EXERCISES TO COMPLETE:
• 1. Please rewrite the emissions validation notebook from "for index in" up to and including "emission_cols].sort_values('Greenhouse Gases (CO2e)')", replacing "union" with "append".
• 2. Write the next part of the emissions validation notebook, picking up after its last line.
[START DOCUMENT SECTION]
I think `permanent`, `full-time` and `operating` are equivalent. And `temporary` == `construction`. And `Unkown` is Null.

### Range Validation
Check IDs, Emissions, Cost, Jobs, expected completion year
#### Emissions
Kind of hard to interpret, but no outrageous smoking guns

In [None]:
emission_cols = [
    'Greenhouse Gases (CO2e)',
    'Particulate Matter (PM2.5)',
    'Nitrogen Oxides (NOx)',
    'Volatile Organic Compounds (VOC)',
    'Sulfur Dioxide (SO2)',
    'Carbon Monoxide (CO)',
    'Hazardous Air Pollutants (HAPs)',
]

In [None]:
# sulfur is missing due to type error
proj[emission_cols].describe()

In [None]:
# a single value causes the issue
proj.loc[proj['Sulfur Dioxide (SO2)'].str.contains(',').fillna(False), ['id', 'name', 'Sulfur Dioxide (SO2)']]

In [None]:
sulfur = pd.to_numeric(proj['Sulfur Dioxide (SO2)'].str.split(',').str[0], errors='raise')

In [None]:
sulfur.describe()

In [None]:
emission_cols.remove('Sulfur Dioxide (SO2)')

In [None]:
extremely_large_idx = [proj.loc[:, col].nlargest(5).index for col in emission_cols] + [sulfur.nlargest(5).index]

In [None]:
extremely_large = pd.Index([])
for index in extremely_large_idx:
    extremely_large = extremely_large.union(index)
extremely_large

In [None]:
proj.loc[extremely_large, ['id', 'name', 'Project Description', 'Sulfur Dioxide (SO2)'] + emission_cols].sort_values('Greenhouse Gases (CO2e)')
[END DOCUMENT SECTION]
[START INFORMATION PROVIDED]
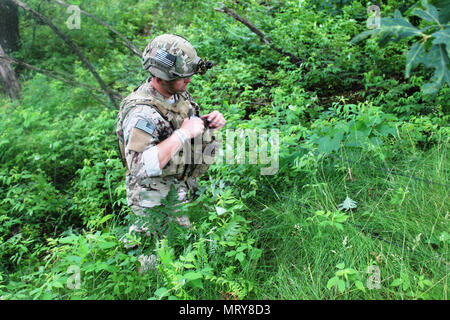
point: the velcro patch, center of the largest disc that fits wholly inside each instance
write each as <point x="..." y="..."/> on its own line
<point x="146" y="126"/>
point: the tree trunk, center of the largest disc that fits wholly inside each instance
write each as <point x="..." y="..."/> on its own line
<point x="9" y="26"/>
<point x="8" y="80"/>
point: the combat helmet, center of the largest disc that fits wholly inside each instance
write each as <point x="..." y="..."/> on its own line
<point x="171" y="57"/>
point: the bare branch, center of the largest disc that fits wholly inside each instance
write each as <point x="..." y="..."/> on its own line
<point x="266" y="40"/>
<point x="8" y="77"/>
<point x="111" y="93"/>
<point x="58" y="76"/>
<point x="125" y="42"/>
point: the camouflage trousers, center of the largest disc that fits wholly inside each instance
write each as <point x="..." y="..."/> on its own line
<point x="154" y="228"/>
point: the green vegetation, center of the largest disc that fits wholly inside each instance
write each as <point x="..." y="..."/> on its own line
<point x="359" y="208"/>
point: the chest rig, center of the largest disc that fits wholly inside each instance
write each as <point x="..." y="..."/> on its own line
<point x="185" y="165"/>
[END INFORMATION PROVIDED]
RESPONSES PER TASK:
• 1.
for index in extremely_large_idx:
    extremely_large = extremely_large.append(index)
extremely_large

In [None]:
proj.loc[extremely_large, ['id', 'name', 'Project Description', 'Sulfur Dioxide (SO2)'] + emission_cols].sort_values('Greenhouse Gases (CO2e)')

• 2.
In [None]:
import matplotlib.pyplot as plt

In [None]:
# NOTE: this only includes positive values (most but not all of them)
n = len(emission_cols)+1
fig, axes = plt.subplots(nrows=n, figsize=(5, n*4))
for i, col in enumerate(emission_cols):
    proj.loc[:, col].replace(0,np.nan).transform(np.log10).hist(bins=40, ax=axes[i])
    axes[i].set_title(col)
sulfur.replace(0,np.nan).transform(np.log10).hist(bins=40, ax=axes[n-1])

In [None]:
# Negative values only
n = len(emission_cols)+1
fig, axes = plt.subplots(nrows=n, figsize=(5, n*4))
for i, col in enumerate(emission_cols):
    proj.loc[:, col].mul(-1).replace(0,np.nan).transform(np.log10).hist(bins=10, ax=axes[i])
    axes[i].set_title(col)
sulfur.mul(-1).replace(0,np.nan).transform(np.log10).hist(bins=10, ax=axes[n-1])

#### IDs
There are lots of ID columns, but I only care about Facility IDs and Air Construction IDs

In [None]:
# defined way up near the top
id_cols

In [None]:
fac_ids = proj['Facility (ID)'].str.split(',', expand=True)
for col in fac_ids.columns:
    fac_ids.loc[:, col] = pd.to_numeric(fac_ids.loc[:, col], errors='coerce')

fac_ids.head()

In [None]:
# they all look in the same range
fac_ids.describe()

In [None]:
air_const_ids = proj['Air Construction (ID)'].str.split(',', expand=True)
for col in air_const_ids.columns:
    air_const_ids.loc[:, col] = pd.to_numeric(air_const_ids.loc[:, col], errors='coerce')

air_const_ids.head()

In [None]:
# they all look in the same range
air_const_ids.describe()

#### Project Cost
Check uniformity at the same time: should be in millions of dollars. Check vs thousands or single dollars.

In [None]:
# wrong dtype
proj['Project Cost (million $)'].hist(bins=30)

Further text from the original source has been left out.